╔══

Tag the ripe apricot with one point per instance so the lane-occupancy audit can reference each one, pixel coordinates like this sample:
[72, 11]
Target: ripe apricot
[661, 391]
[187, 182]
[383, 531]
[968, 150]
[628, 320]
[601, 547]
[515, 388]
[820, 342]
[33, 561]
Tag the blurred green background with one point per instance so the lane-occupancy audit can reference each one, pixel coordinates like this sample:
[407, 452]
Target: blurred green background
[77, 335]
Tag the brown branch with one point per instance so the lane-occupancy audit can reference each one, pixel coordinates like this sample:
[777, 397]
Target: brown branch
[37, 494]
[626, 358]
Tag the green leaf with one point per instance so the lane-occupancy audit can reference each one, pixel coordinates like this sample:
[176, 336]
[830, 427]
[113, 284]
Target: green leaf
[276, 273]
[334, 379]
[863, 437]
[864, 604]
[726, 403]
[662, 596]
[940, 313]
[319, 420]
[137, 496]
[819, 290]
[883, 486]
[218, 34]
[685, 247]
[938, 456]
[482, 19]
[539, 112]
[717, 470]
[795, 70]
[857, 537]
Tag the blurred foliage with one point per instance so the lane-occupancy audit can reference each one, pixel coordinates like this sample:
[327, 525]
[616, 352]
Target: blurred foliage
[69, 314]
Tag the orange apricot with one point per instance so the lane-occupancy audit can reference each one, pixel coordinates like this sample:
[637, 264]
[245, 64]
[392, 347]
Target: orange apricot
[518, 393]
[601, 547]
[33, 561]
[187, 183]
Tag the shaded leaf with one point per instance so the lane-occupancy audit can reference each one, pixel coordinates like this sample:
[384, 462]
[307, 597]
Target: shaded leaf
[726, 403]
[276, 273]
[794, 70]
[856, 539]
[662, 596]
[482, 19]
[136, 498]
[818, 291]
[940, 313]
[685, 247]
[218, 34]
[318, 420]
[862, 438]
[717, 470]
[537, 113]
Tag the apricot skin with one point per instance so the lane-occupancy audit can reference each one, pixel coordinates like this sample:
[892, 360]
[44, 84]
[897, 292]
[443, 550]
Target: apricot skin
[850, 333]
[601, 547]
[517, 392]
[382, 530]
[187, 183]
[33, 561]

╚══

Check each line of the listing above for the string "coordinates". Report only how many have it.

8